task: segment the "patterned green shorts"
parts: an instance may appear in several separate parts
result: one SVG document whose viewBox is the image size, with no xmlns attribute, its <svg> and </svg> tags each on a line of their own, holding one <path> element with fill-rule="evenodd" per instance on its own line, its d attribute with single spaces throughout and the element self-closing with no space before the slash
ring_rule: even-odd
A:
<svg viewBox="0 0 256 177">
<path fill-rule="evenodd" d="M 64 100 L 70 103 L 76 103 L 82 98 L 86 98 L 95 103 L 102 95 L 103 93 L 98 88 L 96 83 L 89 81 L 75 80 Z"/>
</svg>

* * * *

**WHAT YOU ARE ASKED TO DO:**
Retype the listing above line for line, keeping every character the same.

**EXERCISE SOLUTION:**
task: segment the "patterned green shorts"
parts: an instance may appear in several separate parts
result: one SVG document whose viewBox is the image size, with no xmlns attribute, its <svg> and </svg> tags each on a line of their own, holding one <path> element with fill-rule="evenodd" per instance on its own line, its d attribute with single spaces throughout and the element self-closing with no space before the slash
ring_rule: even-odd
A:
<svg viewBox="0 0 256 177">
<path fill-rule="evenodd" d="M 64 100 L 70 103 L 76 103 L 82 98 L 86 98 L 95 103 L 102 95 L 103 93 L 98 88 L 96 83 L 89 81 L 75 80 Z"/>
</svg>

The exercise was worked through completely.